*WHAT YOU ARE ASKED TO DO*
Rewrite the lines below, changing each "logo" to "emblem" and leaving everything else as it is.

*MATERIAL TO PROCESS*
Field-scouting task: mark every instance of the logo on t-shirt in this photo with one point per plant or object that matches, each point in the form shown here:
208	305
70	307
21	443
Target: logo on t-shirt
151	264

*SOLUTION TO THIS PROBLEM*
Field-scouting task: mark every instance of the emblem on t-shirt in this photo with one point per plant or object that matches, each point in the form shown here:
208	305
70	307
21	443
Target: emblem on t-shirt
151	264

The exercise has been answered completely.